[Opening Record excerpts section]

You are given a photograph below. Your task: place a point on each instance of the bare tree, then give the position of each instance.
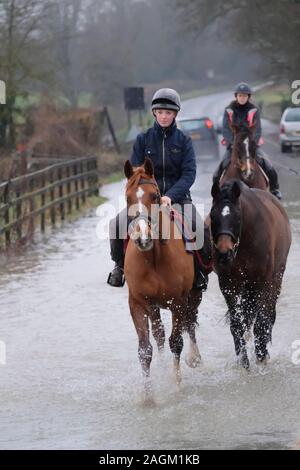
(20, 56)
(269, 27)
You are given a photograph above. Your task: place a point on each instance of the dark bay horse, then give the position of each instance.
(243, 164)
(159, 273)
(251, 237)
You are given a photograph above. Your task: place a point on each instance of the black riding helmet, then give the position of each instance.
(243, 88)
(166, 98)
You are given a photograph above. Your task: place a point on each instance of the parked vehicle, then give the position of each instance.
(204, 137)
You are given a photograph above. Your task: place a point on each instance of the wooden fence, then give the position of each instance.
(50, 193)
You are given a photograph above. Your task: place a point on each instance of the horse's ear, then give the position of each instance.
(148, 167)
(236, 190)
(215, 190)
(128, 170)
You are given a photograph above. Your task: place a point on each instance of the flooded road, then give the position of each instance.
(71, 377)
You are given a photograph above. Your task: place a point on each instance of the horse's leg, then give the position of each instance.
(237, 325)
(158, 329)
(176, 339)
(249, 311)
(193, 358)
(140, 319)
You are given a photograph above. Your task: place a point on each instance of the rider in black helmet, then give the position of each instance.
(174, 163)
(240, 108)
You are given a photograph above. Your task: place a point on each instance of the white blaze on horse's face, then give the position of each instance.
(225, 211)
(246, 142)
(143, 230)
(139, 194)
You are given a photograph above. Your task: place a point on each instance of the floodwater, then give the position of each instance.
(69, 373)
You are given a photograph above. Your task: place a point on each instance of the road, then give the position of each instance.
(70, 377)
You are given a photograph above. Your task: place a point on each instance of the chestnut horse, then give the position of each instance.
(159, 273)
(251, 237)
(243, 164)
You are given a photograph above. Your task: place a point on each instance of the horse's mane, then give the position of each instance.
(133, 181)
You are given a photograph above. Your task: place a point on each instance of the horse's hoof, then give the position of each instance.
(177, 378)
(193, 361)
(148, 399)
(248, 336)
(263, 361)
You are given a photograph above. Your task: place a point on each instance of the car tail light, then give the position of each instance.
(209, 123)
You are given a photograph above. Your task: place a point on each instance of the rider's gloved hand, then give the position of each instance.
(166, 201)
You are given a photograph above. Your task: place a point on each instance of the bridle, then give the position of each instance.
(134, 220)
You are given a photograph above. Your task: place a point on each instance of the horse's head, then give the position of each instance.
(226, 220)
(244, 149)
(143, 199)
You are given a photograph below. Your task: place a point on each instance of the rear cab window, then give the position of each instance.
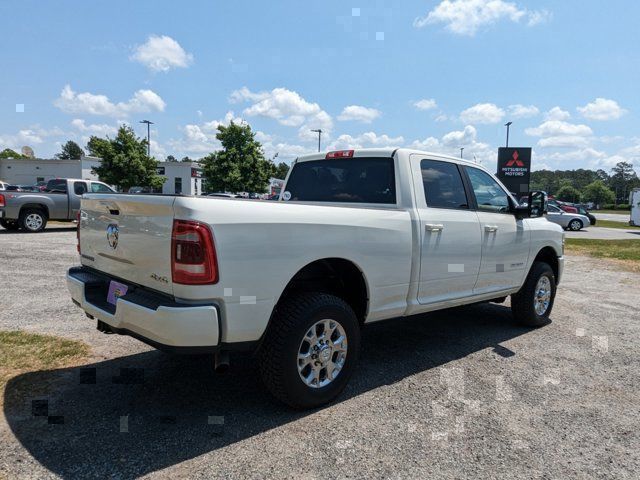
(490, 197)
(79, 188)
(57, 185)
(100, 188)
(343, 180)
(443, 186)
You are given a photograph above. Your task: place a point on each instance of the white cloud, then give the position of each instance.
(288, 108)
(430, 144)
(365, 140)
(560, 134)
(556, 113)
(285, 151)
(460, 138)
(552, 128)
(161, 54)
(602, 109)
(426, 104)
(101, 130)
(91, 104)
(486, 113)
(466, 17)
(359, 114)
(523, 111)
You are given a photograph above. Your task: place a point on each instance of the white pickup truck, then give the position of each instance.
(357, 237)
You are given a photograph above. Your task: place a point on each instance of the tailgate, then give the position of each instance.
(129, 236)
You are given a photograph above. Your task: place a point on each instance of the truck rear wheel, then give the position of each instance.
(310, 349)
(532, 304)
(32, 220)
(11, 225)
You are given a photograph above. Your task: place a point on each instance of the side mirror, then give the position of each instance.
(537, 204)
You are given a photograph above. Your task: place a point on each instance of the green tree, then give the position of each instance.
(8, 153)
(124, 160)
(622, 180)
(598, 193)
(70, 150)
(568, 193)
(281, 171)
(240, 166)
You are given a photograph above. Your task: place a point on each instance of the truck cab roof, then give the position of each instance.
(381, 152)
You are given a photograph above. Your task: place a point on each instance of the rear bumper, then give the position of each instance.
(148, 316)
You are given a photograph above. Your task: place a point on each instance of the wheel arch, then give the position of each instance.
(36, 206)
(549, 256)
(334, 275)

[Closing Record excerpts section]

__What needs to be done__
The entries above, without their pictures, should be written out exactly.

__Answer area__
You are given a photograph below. Your task: place a point on each instance of the bare tree, then give the position of each instance.
(20, 56)
(269, 27)
You are given a photograph above. Your task: place a point on each instance of the dark bay horse, then give the position of each instance.
(243, 164)
(159, 273)
(251, 237)
You are given a photograph above. Your task: place a point on each instance of the black riding helmet, then give the position of each instance.
(243, 88)
(166, 98)
You are given a photograph above. Your task: place a point on each instance of the parked vehicle, then give the position of each instance.
(204, 137)
You are given a photograph above. Your task: place a point on each instance of the wooden fence, then give the position of each instance.
(50, 193)
You are given a photograph above. Your task: place a point on each instance of the horse's ear, then give the position of each instance.
(148, 167)
(236, 190)
(215, 190)
(128, 170)
You are given a photograph above. Your task: place a point on each instance of the flooded road, then give the position of each instance.
(71, 377)
You are given a photograph above. Your task: place a point on each instance of the horse's leg, then give the position of each instance.
(237, 325)
(158, 329)
(176, 339)
(249, 311)
(193, 358)
(140, 319)
You are given a photograph above. Your task: place a point on each instance of the rider in black helmet, then give the position of each instance.
(174, 163)
(240, 108)
You are given a photograph above. Your task: place a point on each instance of the white blaze on horse's face, then give the position of each instance.
(225, 211)
(246, 142)
(143, 230)
(139, 194)
You are given a photograph above. Your task: place a point on each instance of the floodwater, then give the position of each instance.
(69, 373)
You are given a photograph above. Your task: place a point on each instance of the road, then give the position of each instance.
(70, 377)
You are given a photograph above. Your task: place a point on each instance of the chestnut horse, then give the position of each instance.
(159, 273)
(251, 237)
(243, 164)
You are given a photograph above. Your task: place a point on each instance of the horse's mane, then give the position of each instance.
(133, 181)
You are given a photograph above. Your task: place a point on each instance of the horse's hoof, then give the position of each instance.
(177, 378)
(193, 361)
(148, 399)
(248, 336)
(263, 361)
You are given a photograph above. Your task: place a point on each instance of the car tail light, then give the position of each instance.
(209, 123)
You are given a photograph above. Your task: place a point on each instance of the rider's gloved hand, then give the position of each instance.
(166, 201)
You are given a photograph above. Your task: place a point on each instance of the bridle, then give the position of each instance.
(134, 220)
You are given a photograph above. Your task: place a point on each instance of the horse's head, then give the position of each instance.
(226, 220)
(244, 149)
(143, 199)
You are given a photograph below. Your task: place a point on each instance of the rear cab window, then give the position of each instance.
(490, 197)
(79, 188)
(57, 185)
(100, 188)
(343, 180)
(443, 186)
You are given a photograph above. Your task: place a point on each instance of the white cloud, then give the position of each instance.
(288, 108)
(430, 144)
(365, 140)
(560, 134)
(556, 113)
(285, 151)
(460, 138)
(552, 128)
(161, 54)
(602, 109)
(426, 104)
(101, 130)
(91, 104)
(486, 113)
(466, 17)
(359, 114)
(523, 111)
You are given a photograph above. Your task: place a point on each instance of the white pickup truck, then give the position of each instance.
(357, 237)
You are given a photograph above. Your task: place a point on each instance of the tailgate, then give the position of each instance.
(129, 236)
You are given a photograph above. Your task: place a point on each instance of the truck rear wheel, then give the position of each instance.
(310, 349)
(532, 304)
(32, 220)
(11, 225)
You are given a photograph above. Your task: place a point on each instance of the side mirror, then give the position of each instance.
(537, 204)
You are given a photograph above. Your task: place a point on each instance of the green tree, then give the position of each instance.
(8, 153)
(124, 160)
(622, 180)
(598, 193)
(70, 150)
(568, 193)
(281, 171)
(240, 166)
You are given a photograph above. Your task: place a point on each instance of the truck cab roof, then give the position of each instance.
(381, 152)
You are given a photograph above. Your task: place a point on each instance of the rear bumper, then give the position of each instance.
(148, 316)
You are given a photograph above. Your task: place a point on each instance of the wheel arch, then give the position of each instance.
(36, 206)
(549, 256)
(334, 275)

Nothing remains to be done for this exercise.